• **Directions**: Whichever lines include the word "leaf", copy them as they appear in the data.

• **Input data**:
****************
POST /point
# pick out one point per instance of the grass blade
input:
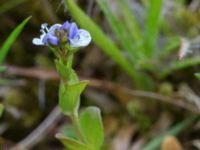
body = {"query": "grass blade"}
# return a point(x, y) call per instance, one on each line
point(155, 143)
point(131, 22)
point(153, 26)
point(180, 65)
point(104, 42)
point(119, 30)
point(11, 38)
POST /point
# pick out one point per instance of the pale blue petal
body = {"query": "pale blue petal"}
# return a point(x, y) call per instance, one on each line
point(82, 39)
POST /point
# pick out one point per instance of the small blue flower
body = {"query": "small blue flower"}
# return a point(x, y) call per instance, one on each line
point(54, 35)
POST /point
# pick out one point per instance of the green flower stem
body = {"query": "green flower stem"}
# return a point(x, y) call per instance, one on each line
point(69, 60)
point(76, 124)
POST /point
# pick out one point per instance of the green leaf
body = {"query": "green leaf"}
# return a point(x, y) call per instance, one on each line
point(72, 144)
point(10, 40)
point(170, 47)
point(69, 96)
point(155, 143)
point(63, 70)
point(92, 128)
point(197, 75)
point(1, 109)
point(153, 26)
point(8, 5)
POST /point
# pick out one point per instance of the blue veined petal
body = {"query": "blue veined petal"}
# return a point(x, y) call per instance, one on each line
point(52, 40)
point(39, 41)
point(53, 28)
point(82, 39)
point(73, 30)
point(66, 25)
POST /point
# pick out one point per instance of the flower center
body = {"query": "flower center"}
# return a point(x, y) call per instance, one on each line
point(44, 28)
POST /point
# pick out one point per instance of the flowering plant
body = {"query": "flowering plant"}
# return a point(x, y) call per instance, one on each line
point(64, 40)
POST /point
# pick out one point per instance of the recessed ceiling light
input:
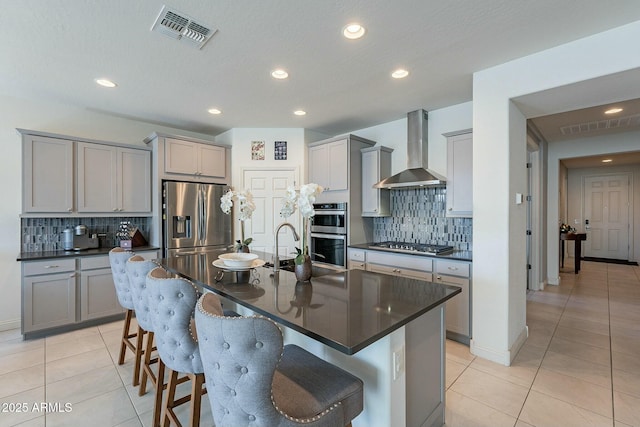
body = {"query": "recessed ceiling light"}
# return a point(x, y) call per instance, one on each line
point(279, 74)
point(106, 83)
point(353, 31)
point(400, 73)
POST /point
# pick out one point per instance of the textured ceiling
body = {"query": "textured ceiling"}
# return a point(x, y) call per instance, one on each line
point(53, 50)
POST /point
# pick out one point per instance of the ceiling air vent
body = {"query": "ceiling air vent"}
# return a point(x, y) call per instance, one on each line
point(180, 26)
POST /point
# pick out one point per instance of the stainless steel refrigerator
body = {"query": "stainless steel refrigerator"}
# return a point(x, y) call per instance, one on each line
point(192, 219)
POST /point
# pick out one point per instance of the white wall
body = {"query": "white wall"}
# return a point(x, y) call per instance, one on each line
point(499, 280)
point(54, 118)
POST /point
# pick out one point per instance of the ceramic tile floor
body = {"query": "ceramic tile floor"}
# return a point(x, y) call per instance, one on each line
point(579, 367)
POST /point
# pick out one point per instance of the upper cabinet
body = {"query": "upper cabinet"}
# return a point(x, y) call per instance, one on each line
point(328, 165)
point(376, 165)
point(63, 175)
point(113, 179)
point(188, 158)
point(47, 175)
point(460, 174)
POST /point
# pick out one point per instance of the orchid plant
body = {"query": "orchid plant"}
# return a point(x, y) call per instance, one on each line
point(245, 210)
point(303, 201)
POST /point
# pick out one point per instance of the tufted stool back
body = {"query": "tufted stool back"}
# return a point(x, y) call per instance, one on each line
****************
• **Finished task**:
# pick out one point per instance of the green leaf
body = {"query": "green leaf"}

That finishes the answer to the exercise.